▸ Directive: Could you copy these lines again word for word?

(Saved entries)
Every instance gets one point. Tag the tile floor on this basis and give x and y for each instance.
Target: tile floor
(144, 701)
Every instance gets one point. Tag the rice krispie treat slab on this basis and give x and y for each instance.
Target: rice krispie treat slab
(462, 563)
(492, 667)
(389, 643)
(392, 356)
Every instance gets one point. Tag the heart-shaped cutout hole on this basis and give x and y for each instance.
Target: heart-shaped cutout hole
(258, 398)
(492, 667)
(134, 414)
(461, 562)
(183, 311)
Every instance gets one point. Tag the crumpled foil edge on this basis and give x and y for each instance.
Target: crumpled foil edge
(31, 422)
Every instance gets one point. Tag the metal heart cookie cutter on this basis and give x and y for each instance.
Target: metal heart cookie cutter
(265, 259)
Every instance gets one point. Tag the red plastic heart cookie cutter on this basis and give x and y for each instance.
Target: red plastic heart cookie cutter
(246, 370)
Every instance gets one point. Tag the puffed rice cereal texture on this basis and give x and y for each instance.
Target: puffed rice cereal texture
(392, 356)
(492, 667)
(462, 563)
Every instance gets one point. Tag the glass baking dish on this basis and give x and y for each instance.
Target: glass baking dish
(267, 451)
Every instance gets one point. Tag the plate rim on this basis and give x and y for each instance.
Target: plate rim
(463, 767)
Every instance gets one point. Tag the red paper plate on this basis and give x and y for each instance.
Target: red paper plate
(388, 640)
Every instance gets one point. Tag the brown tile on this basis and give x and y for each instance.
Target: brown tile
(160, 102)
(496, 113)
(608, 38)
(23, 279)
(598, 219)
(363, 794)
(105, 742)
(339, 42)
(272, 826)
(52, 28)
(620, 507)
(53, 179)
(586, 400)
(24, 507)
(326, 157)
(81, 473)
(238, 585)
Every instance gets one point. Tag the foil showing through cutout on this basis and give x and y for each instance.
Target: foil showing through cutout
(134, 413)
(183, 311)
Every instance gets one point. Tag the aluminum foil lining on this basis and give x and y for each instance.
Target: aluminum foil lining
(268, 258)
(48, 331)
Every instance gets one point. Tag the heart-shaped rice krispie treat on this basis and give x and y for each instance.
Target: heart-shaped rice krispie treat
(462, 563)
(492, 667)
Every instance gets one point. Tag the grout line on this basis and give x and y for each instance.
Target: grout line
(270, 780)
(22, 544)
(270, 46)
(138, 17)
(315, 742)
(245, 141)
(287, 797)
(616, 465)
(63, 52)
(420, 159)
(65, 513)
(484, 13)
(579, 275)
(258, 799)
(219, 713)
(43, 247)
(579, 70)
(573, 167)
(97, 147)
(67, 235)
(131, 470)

▸ Exercise solution:
Every instance gets one point. Tag the tile floor on this basis and give x and y for each instance.
Target: tile floor
(144, 701)
Every instance gets one point. Tag the rice krispie treat slab on this basis and give x and y for each instance.
Target: rice krispie treat slab
(462, 563)
(492, 667)
(389, 643)
(392, 356)
Every instance gets one point. Tag the heart-shaped cutout hole on this basis and give x and y for each instance.
Target: heart-shaped cutout hole
(258, 398)
(492, 667)
(134, 414)
(461, 562)
(183, 311)
Every instance gets one point. Tag the crumpled foil edge on this basis and give x and y for each instance.
Target: crumpled foil edge
(31, 422)
Every instance gets one point. Tag the metal heart cookie cutter on this basis and give x and y for each instance.
Target: metal heart cookie cutter
(265, 259)
Every instance gets one point. Tag the red plastic heart cookie cutter on this basis and give x and y for each instance.
Target: red plastic heart cookie cutter
(246, 370)
Every instance gets one point. Tag the puffed rice cereal texture on this basis and give x and y for each instance.
Target: puffed rice cereal texture
(392, 356)
(492, 667)
(462, 563)
Every instance gets one point. Tag the glass baking dish on this basis and give x and y for each instance.
Target: glass baking dish
(267, 451)
Every instance gets one point. Tag the plate rim on this basis and give x and y for each instance.
Target: plate rim
(463, 767)
Every instance gets one point. Tag the red paper plate on this basis and give x and y for each instance.
Target: red paper plate
(388, 640)
Every instance gets one point. Tag the brown tile on this basis and give x and y for each instance.
Target: brown tile
(160, 102)
(496, 113)
(608, 38)
(23, 279)
(598, 219)
(363, 794)
(105, 742)
(339, 42)
(272, 826)
(52, 28)
(620, 507)
(53, 179)
(586, 400)
(24, 507)
(326, 157)
(81, 473)
(238, 585)
Every instance gets one point. Tag the foil showing through cutout on this basis and give x and y for each instance.
Target: foil showing through cutout
(134, 413)
(183, 311)
Every instance gets one point. Tag the aluminum foil lining on this basis and give x and y for each instance.
Target: aluminum foil lining
(268, 258)
(48, 331)
Every instance gets one point. Tag the heart-shaped rice krispie treat on this basis and give x and y for each instance.
Target: heart-shaped rice krispie treat
(462, 563)
(492, 667)
Every instance gets one point. Tag the grout line on this basis and give x and y for each instance.
Target: grout line
(270, 780)
(22, 544)
(270, 46)
(138, 17)
(315, 742)
(245, 141)
(287, 797)
(616, 465)
(63, 52)
(420, 159)
(65, 513)
(484, 13)
(579, 275)
(258, 799)
(219, 713)
(43, 247)
(579, 70)
(573, 167)
(97, 147)
(67, 235)
(131, 470)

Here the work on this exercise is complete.